**Stated task**
Reproduce all of the material below in full, with every other line unchanged, and rescale each bounding box coordinate in the expected output by multiplying it by 1.7 and rounding to the nearest whole number, with halves rounded up.
+++
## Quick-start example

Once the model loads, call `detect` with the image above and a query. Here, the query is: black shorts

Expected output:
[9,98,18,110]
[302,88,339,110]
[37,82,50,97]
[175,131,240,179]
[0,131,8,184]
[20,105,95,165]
+++
**Exercise solution**
## Quick-start example

Once the model loads, call `detect` with the image above and a query. Here, the query is: black shorts

Expected output:
[15,167,31,187]
[513,150,576,187]
[63,139,85,165]
[298,223,408,304]
[0,223,14,313]
[34,179,162,281]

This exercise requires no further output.